_Excerpted records_
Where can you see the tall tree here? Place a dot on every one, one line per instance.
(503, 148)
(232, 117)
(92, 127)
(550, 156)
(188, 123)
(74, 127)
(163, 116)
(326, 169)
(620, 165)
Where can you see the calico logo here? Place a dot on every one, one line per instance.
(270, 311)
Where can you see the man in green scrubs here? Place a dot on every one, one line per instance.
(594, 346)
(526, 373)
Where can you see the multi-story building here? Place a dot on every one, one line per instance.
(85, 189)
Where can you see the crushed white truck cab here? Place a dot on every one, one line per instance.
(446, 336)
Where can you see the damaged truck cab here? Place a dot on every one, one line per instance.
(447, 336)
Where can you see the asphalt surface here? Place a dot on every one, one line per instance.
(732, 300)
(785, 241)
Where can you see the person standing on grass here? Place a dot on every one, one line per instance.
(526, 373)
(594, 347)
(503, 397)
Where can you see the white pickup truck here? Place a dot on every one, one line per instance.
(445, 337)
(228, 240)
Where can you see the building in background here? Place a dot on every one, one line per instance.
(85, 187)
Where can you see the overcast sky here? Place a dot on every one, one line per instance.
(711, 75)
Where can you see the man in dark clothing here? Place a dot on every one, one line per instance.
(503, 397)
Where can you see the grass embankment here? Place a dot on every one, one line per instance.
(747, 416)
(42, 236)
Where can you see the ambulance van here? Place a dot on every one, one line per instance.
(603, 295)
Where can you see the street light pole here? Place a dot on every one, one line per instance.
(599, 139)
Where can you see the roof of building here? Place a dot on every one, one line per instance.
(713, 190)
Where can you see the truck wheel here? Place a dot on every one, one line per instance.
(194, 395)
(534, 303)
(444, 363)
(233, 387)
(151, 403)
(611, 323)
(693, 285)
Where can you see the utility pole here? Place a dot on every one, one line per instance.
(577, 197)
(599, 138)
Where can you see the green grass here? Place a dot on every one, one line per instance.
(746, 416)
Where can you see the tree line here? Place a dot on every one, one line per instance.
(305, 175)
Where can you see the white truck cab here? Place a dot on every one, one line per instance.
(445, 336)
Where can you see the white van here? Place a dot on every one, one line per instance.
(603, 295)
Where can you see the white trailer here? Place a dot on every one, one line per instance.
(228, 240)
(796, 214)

==

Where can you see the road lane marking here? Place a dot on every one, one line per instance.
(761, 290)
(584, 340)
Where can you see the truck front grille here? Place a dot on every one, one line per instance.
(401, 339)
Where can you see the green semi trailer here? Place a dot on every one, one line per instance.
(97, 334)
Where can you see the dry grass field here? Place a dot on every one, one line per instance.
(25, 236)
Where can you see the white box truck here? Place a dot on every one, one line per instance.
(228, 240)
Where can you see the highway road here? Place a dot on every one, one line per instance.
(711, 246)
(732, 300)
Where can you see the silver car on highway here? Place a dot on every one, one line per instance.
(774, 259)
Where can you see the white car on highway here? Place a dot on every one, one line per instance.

_What is needed_
Copy out every line in the records above that contains the word "trailer".

_Solution for this task_
Where can you see the white trailer here? Place a dot on every one, one line per instance.
Where can you see the green semi trailer here? Place a dot on every one, one line per instance.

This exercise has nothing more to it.